Set task. Can you rewrite all of the items below, switching "Would you kindly" to "Could you please" wherever it appears and keeping everything else the same?

Position annotation items.
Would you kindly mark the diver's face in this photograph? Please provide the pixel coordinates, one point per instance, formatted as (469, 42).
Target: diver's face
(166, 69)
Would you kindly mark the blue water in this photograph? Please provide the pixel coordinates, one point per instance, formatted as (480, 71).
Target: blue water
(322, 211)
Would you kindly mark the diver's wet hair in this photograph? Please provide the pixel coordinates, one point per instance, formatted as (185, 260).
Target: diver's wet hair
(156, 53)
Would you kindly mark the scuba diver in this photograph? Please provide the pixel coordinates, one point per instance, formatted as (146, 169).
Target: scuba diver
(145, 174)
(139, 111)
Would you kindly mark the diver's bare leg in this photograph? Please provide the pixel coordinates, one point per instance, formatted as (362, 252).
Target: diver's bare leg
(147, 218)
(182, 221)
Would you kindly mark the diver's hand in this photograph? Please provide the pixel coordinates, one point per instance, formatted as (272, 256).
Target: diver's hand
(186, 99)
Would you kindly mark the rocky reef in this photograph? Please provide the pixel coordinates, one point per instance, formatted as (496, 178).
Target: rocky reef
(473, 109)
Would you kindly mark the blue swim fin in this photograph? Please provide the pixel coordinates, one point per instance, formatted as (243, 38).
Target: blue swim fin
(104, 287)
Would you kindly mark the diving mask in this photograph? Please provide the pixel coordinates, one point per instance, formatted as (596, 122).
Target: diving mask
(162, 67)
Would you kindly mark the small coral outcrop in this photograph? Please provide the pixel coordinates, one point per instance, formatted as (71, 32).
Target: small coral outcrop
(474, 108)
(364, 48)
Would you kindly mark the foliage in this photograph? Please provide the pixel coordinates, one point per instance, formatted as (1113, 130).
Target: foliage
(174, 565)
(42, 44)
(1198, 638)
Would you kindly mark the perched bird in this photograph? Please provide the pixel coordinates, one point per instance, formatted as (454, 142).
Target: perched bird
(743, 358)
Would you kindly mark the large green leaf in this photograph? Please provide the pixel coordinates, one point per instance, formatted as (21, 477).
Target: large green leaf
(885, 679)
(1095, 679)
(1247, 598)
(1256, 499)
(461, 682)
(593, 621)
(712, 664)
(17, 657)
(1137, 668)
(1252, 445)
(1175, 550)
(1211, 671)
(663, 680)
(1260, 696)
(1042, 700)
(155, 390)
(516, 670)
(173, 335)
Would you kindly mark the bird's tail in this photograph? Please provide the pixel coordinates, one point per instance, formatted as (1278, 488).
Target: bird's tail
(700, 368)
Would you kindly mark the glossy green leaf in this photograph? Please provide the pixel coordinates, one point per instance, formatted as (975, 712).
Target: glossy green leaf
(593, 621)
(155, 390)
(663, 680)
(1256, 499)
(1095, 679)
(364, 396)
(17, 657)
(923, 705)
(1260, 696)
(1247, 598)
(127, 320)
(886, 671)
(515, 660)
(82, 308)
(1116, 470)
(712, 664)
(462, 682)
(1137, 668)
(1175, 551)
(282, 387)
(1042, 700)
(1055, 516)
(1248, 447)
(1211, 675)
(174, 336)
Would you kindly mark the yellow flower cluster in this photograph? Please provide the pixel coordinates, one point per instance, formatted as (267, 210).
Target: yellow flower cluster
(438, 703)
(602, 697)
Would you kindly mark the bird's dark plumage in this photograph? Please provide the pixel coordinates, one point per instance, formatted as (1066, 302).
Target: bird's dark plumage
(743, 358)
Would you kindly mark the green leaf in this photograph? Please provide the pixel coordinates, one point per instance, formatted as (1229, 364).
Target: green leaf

Expected output.
Could you please mark the diver's face in this photograph? Please provide the pixel coordinates, one point per instance, formatted as (469, 42).
Target: diver's face
(166, 69)
Could you please mark the blue water in this photograph? Please provide the pixel coordinates, one point per instance, formatted as (480, 71).
Target: blue water
(322, 211)
Could you please mark the diver's wet hair in this photograph? Please provide the pixel coordinates, one point per instance, formatted as (185, 260).
Target: diver's wet hair
(156, 53)
Could you please mark the scuba diver in this photograph? Please provide the pixel coordinates, one point per instance, formatted as (146, 169).
Target: scuba diver
(145, 174)
(139, 111)
Could you please mark the diver's bare leg in this photograph? Please provide the pixel coordinates, one point per instance, formatted as (362, 252).
Target: diver's bare leg
(147, 218)
(182, 221)
Could you please mark the diver's hand in this photograph? Please provide the pixel coordinates, one point per instance, formatted as (272, 256).
Target: diver's hand
(186, 99)
Could you please mark the rocky reef in this photograph? Please provide the pixel coordinates, one point per instance, formatted as (496, 178).
Target: rocky reef
(473, 109)
Could you please mark the blue swim fin in this photograph? Please provide the pixel coordinates, one point per instance, formatted as (243, 38).
Target: blue swim fin
(104, 287)
Could you please mark the diving mask in this photograph? Please provide the pixel coordinates, one point per instance, formatted as (596, 122).
Target: diving mask
(162, 67)
Could you please mark the small coral outcrop in this photograph? Please provide the pixel coordinates, one point per instance, formatted as (71, 32).
Target: small coral outcrop
(474, 108)
(364, 48)
Could you please mark the foliage in this photograph? Please provide the pixel coordinates, one point per instance, formatted as (1113, 130).
Target: foliage
(174, 565)
(42, 44)
(1198, 638)
Could you please mark the perched bird in this photograph? Please provide the pixel coordinates, one point per instance, formatted as (454, 142).
Target: perched bird
(743, 358)
Could you please mark the large green leaf in this photograph? Please provide the pixel coordinates, one point per instance, formatted as (21, 477).
Target: large green leaf
(885, 679)
(1095, 679)
(1247, 598)
(1256, 499)
(461, 682)
(593, 621)
(712, 664)
(17, 657)
(1137, 668)
(1252, 445)
(1175, 550)
(1211, 671)
(663, 680)
(1260, 696)
(1042, 700)
(155, 390)
(516, 670)
(173, 335)
Could you please mark the bird's tail in this photograph? Please provide the pixel coordinates, one point per instance, formatted as (1278, 488).
Target: bird's tail
(700, 368)
Could you please mark the glossy green leaf in this photograph? Please provide the pixel coordinates, one point per instance, formatted as (975, 712).
Target: glossy green leaf
(593, 621)
(155, 390)
(663, 680)
(1256, 499)
(1095, 679)
(364, 396)
(17, 657)
(923, 705)
(1260, 696)
(1247, 598)
(127, 320)
(886, 671)
(515, 660)
(82, 308)
(1116, 470)
(712, 664)
(462, 682)
(1137, 668)
(1175, 551)
(282, 387)
(1042, 700)
(1055, 516)
(1248, 447)
(1211, 675)
(174, 336)
Could you please mark the yellow flower cluster in this photograph? Please provide the pixel coordinates, one point per instance, formatted as (267, 210).
Target: yellow flower cluster
(438, 703)
(602, 697)
Could you please mark the bird's dark plumage in this photograph? Please provide the pixel coordinates, one point per instance, formatted as (1066, 302).
Target: bird's dark plumage
(743, 358)
Could you please mark the green leaf in this photograph? Please provide the pixel coordinates, one point per instance, formatted as (1229, 364).
Target: green leaf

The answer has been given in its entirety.